EXTRACT:
+++++

First Monday

A software agent and Web service based system for digital preservation by Xiaolong Jin, Jianmin Jiang, and Geyong Min

Digital objects have extensively existed in daily work and life. Some of them often need to be kept accessible and usable for a relatively long period of time. Therefore, digital preservation has emerged as a pressing demand for the communities of archives, libraries, and publishers, and even for ordinary computer users. However, compared to traditional papery and magnetic preservation, digital preservation poses novel challenges to these communities. In this paper, we briefly introduce how the challenges are addressed in the PROTAGE system developed by integrating the widely adopted software agent and Web service technologies.


The PROTAGE system
Development and status of PROTAGE




In a digital era, digital objects have gradually emerged as the primary means in which we create, disseminate, and exchange information (Farquhar and Hockx–Yu, 2007; Giaretta, 2006). Consequently, digitized information has been rapidly changing the ways we work, live, and play. Since the volume of digital information is growing at an explosive speed, is a pressing demand to transfer digital objects from various IT systems to digital repositories, libraries, and archives for long–term preservation. However, long–term archiving of digital objects is obviously a highly complicated task because of the rapid changes and ongoing development in hardware and software systems as well as the ICT infrastructure. Furthermore, the diversity in the size and complexity of digital objects implies that modern digital preservation systems must be highly scalable and adaptable to various types of digital objects. However, existing strategies of digital preservation are labour intensive and often require specialist skills. Therefore, contemporary digital preservation calls for new levels of efficiency and automation. For this reason, long–term digital preservation has been attracting significant efforts from both academia and industry (e.g., Chapman, 2004; Cohen, et al., 2006; Farquhar and Hockx–Yu, 2007; Giaretta, 2006; Joannidis, 2005; Snow, et al., 2008; Watry, 2007). A number of research and development projects have been initiated to investigate and implement long–term preservation of digital objects, such as, PANIC (Hunter and Choudhury, 2006), CAMiLEON (Mellor, et al., 2002), RODA (Ramalho, et al., 2008), and CRiB (Ferreira, et al., 2007). The European Union has also funded quite a few projects since its Fifth Framework Research Programme, such as, PLANETS (Brown, 2007), CASPAR (Cohen, et al., 2006), and SHAMAN (Watry, 2007).

+++++

DATASET EXCERPT:
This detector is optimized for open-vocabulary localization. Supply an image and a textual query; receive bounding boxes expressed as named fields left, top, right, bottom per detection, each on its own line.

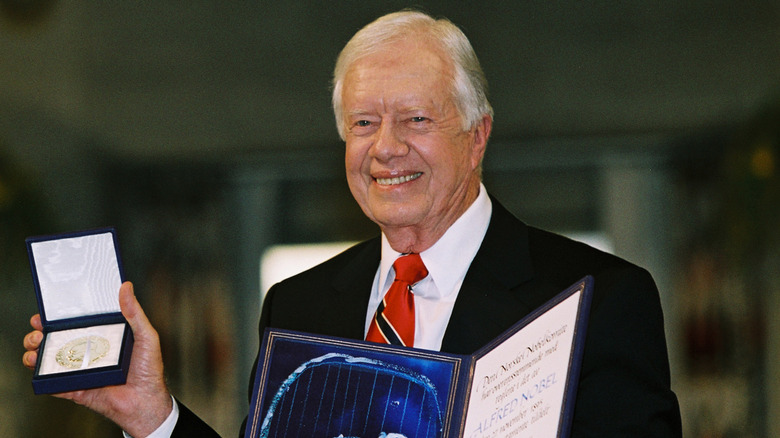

+++++

THE PROBLEM:
Reproduce the passage of the digital preservation article between "First Monday" and "Web service technologies.", inclusive.

RESPONSE BOX:
First Monday

A software agent and Web service based system for digital preservation by Xiaolong Jin, Jianmin Jiang, and Geyong Min

Digital objects have extensively existed in daily work and life. Some of them often need to be kept accessible and usable for a relatively long period of time. Therefore, digital preservation has emerged as a pressing demand for the communities of archives, libraries, and publishers, and even for ordinary computer users. However, compared to traditional papery and magnetic preservation, digital preservation poses novel challenges to these communities. In this paper, we briefly introduce how the challenges are addressed in the PROTAGE system developed by integrating the widely adopted software agent and Web service technologies.